#### Given instruction
Put the rows below into a JSON list of strings, one string for each line. Leave out blank lines and the pictures.

___ Available data ___

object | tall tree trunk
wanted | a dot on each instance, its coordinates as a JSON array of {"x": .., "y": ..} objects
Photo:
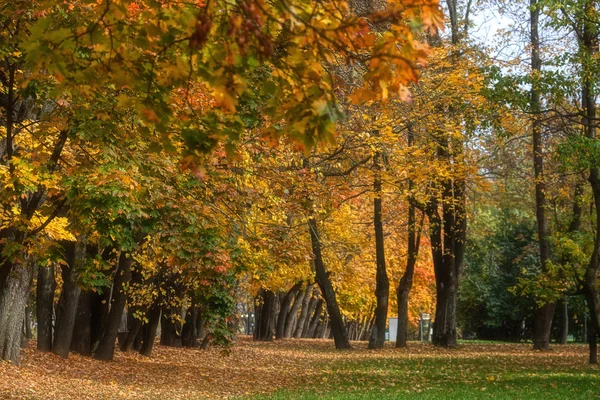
[
  {"x": 189, "y": 334},
  {"x": 292, "y": 317},
  {"x": 564, "y": 321},
  {"x": 264, "y": 327},
  {"x": 382, "y": 290},
  {"x": 69, "y": 298},
  {"x": 312, "y": 327},
  {"x": 284, "y": 310},
  {"x": 312, "y": 305},
  {"x": 414, "y": 239},
  {"x": 589, "y": 43},
  {"x": 304, "y": 311},
  {"x": 150, "y": 331},
  {"x": 46, "y": 285},
  {"x": 106, "y": 346},
  {"x": 340, "y": 335},
  {"x": 13, "y": 299},
  {"x": 82, "y": 333},
  {"x": 135, "y": 326},
  {"x": 544, "y": 312}
]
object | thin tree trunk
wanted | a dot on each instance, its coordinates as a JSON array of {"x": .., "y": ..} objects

___

#### Result of the exercise
[
  "object | tall tree trunk",
  "wanted | a dot on each instance, its coordinates as a JSON array of {\"x\": .., \"y\": ..} objects",
  "Photo:",
  "[",
  "  {\"x\": 189, \"y\": 334},",
  "  {\"x\": 292, \"y\": 317},",
  "  {\"x\": 564, \"y\": 321},",
  "  {\"x\": 264, \"y\": 327},",
  "  {\"x\": 382, \"y\": 290},",
  "  {\"x\": 69, \"y\": 298},",
  "  {\"x\": 312, \"y\": 327},",
  "  {\"x\": 284, \"y\": 310},",
  "  {\"x\": 312, \"y\": 305},",
  "  {\"x\": 414, \"y\": 239},",
  "  {\"x\": 589, \"y\": 43},",
  "  {\"x\": 304, \"y\": 311},",
  "  {\"x\": 150, \"y\": 331},",
  "  {\"x\": 46, \"y\": 285},",
  "  {\"x\": 106, \"y\": 346},",
  "  {\"x\": 340, \"y\": 335},",
  "  {\"x\": 13, \"y\": 299},",
  "  {\"x\": 82, \"y\": 333},",
  "  {\"x\": 135, \"y\": 326},",
  "  {\"x\": 544, \"y\": 312}",
  "]",
  "object | thin tree trunk",
  "wanted | a dot on each instance, its coordinates as a JSON array of {\"x\": .., \"y\": ..} objects"
]